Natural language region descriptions
★ ★ ★ ★ ★
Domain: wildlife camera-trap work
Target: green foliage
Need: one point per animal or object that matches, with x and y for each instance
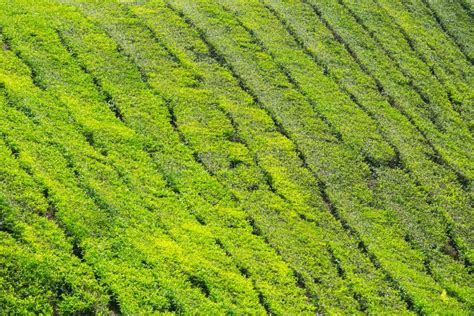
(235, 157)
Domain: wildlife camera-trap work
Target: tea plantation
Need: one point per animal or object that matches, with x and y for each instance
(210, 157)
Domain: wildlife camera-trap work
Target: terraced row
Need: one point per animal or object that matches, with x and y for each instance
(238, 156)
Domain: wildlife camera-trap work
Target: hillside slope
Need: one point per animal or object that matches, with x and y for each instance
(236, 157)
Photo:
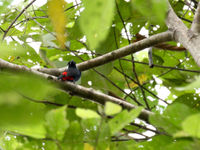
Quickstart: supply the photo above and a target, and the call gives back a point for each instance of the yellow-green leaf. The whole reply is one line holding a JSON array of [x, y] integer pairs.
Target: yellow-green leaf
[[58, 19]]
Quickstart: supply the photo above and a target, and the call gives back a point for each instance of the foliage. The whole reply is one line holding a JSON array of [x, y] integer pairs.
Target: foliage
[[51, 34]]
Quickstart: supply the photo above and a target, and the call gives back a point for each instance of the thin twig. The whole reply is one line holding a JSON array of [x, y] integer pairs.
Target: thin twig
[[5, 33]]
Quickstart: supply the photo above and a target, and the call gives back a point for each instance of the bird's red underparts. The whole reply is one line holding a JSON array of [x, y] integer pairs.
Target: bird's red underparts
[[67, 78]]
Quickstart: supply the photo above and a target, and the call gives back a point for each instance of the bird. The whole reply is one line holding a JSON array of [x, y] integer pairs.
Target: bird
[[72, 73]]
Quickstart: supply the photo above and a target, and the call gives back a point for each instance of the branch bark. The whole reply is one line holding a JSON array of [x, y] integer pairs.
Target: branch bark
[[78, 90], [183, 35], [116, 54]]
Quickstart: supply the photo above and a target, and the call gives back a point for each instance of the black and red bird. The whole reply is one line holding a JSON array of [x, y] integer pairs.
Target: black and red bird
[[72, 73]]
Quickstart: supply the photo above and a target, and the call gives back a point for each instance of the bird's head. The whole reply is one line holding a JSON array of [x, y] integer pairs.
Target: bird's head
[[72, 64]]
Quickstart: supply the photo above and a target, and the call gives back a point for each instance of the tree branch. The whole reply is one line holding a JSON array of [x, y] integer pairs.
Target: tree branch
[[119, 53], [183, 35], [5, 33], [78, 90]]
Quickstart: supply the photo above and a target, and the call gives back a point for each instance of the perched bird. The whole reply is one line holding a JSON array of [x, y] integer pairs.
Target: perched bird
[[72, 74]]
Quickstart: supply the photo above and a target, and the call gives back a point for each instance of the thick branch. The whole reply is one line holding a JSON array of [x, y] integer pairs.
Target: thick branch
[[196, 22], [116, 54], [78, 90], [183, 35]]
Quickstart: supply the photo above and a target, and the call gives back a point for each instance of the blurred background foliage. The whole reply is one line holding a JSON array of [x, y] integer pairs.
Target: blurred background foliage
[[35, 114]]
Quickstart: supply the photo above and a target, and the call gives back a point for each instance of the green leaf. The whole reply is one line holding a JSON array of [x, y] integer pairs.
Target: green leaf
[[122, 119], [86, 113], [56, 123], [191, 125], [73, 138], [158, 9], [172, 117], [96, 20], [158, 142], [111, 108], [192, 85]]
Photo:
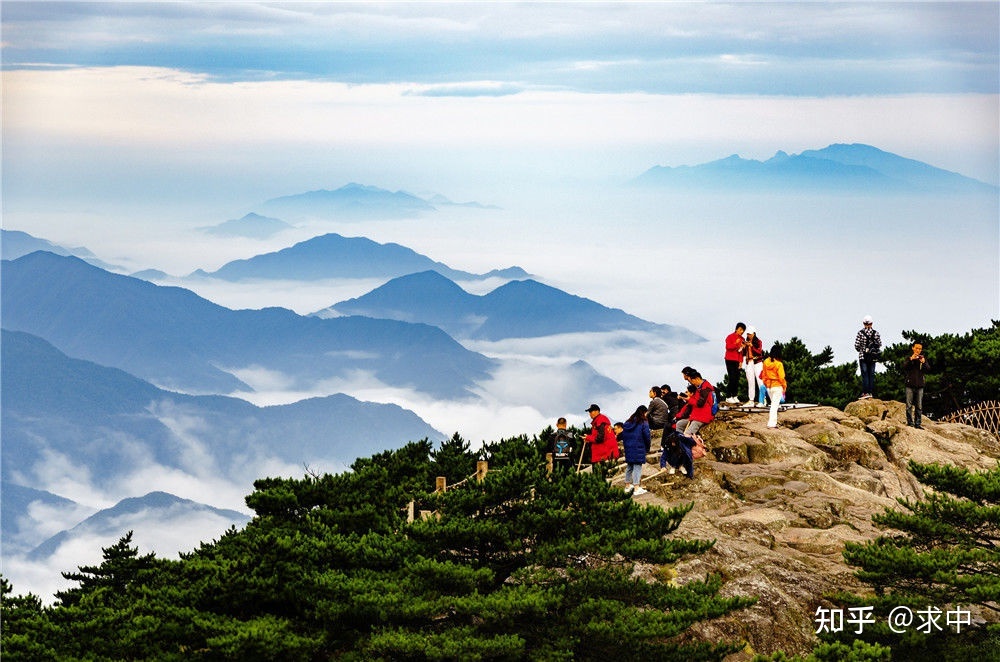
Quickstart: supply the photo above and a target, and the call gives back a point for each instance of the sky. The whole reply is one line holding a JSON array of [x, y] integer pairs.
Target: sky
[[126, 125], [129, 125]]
★ ★ ★ ★ ★
▶ _REQUIRED WORK_:
Each line of the records above must be repeated exactly, but no picture belongs in the copy.

▶ _OUTPUT FOR THIS EXERCISE_:
Domain: wildlife camera-trap work
Target: green foliage
Need: one point per animal or object that matches, with x and y for each instance
(235, 157)
Domain: wildlife camera-trap work
Target: tea plantation
Need: one point per animal or object that matches, with x and y for each instance
(210, 157)
Domain: wildlife camera-trap work
Target: terraced row
Need: one point per animal or object that matches, with x and y for each instance
(238, 156)
Domain: wildlife camera-trap work
Target: hillside slope
Need: one point per animal or object that matches, with x and y for each instance
(236, 157)
Photo:
Quickstart: supply the photo above and a target, and the call gives back a point for each instance of the yellow-green leaf. The whole reply is one line holding a JSON array of [x, y] integer pairs.
Target: yellow-green leaf
[[58, 19]]
Quickstart: supply the photo above and a target, and the call gives back a point for each instance of the foliage. The whole reply is one line holding a JSON array of [x, y] integer pairs.
Target: foliage
[[51, 34]]
Quickstart: supply the photo above and a target, and the call gives back a point for each instance of the thin twig. The whole reply is one line holding a JSON array of [x, y] integer pairs.
Target: thin twig
[[5, 33]]
Quickstart: supply the photo above and a target, and the call gives back a point for each instance of the bird's red underparts. The whole reply is one line holding a JSON array of [x, y] integer pairs.
Target: bird's red underparts
[[67, 78]]
Quickstart: supply the photo above and a target, and the call gives back a point for each instance of the bird. The whole reply is one line holding a JSON array of [x, y] integer pairs.
Target: bird
[[72, 73]]
Quickstart: supply the photo above and a target, and the call gives back a point for each instance of the branch bark. The whole reply is one line holding a JSON array of [x, y] integer pairs.
Target: branch bark
[[78, 90], [183, 35], [116, 54]]
Quickstart: supply the photo above and a target, and the call gives back a point for each instance of the black and red bird. The whole reply is one line holding a JSON array of [x, y] integer pairs.
Target: black and red bird
[[72, 73]]
Quickstart: supply the photo above and a target, and the call gives back a point for each instance of the bird's head. The whole reply is one line holding a JSON array of [x, y] integer pairs.
Target: bird's head
[[72, 64]]
Quickstart: supply the photo above and a target, and the call gives back a point for each instance of the tree branch. The whole reply is one line holding a JSON array of [x, y] integer pairs.
Target: tree branch
[[119, 53], [183, 35], [5, 33], [78, 90]]
Quickstart: supply the photo above and a target, and the call gives back a point for each instance of the perched bird. The whole reply is one line holding a JSON array of [x, y] integer pairs.
Target: perched bird
[[72, 74]]
Quickstart: supply the photo above and a target, and the call gives back a point for each instance of the thick branch. The whole reply is one line holding a JSON array of [x, y] integer pairs.
Target: thick branch
[[196, 22], [116, 54], [78, 90], [183, 35]]
Quickstart: supply the photo above and a target, and the call gives back a point for each instance of the blurred background foliage. The whole reply is one line holding a JSON array of [x, y] integer pairs.
Target: blurred background foliage
[[35, 114]]
Quickstart: supply the photo above and a target, and the call gives back a point for each instance of the green leaf. The whole reply is one line holding a JSON array of [x, y] integer pairs.
Target: green leaf
[[122, 119], [86, 113], [56, 123], [191, 125], [73, 138], [158, 9], [172, 117], [96, 20], [158, 142], [111, 108], [192, 85]]
Photo:
Quickstart: supply the photo above and a target, and the call gives back a point for each instance of the sky. The whole reply is one line holding a JSON array of [x, y] integer pairs.
Target: sky
[[126, 125], [129, 125]]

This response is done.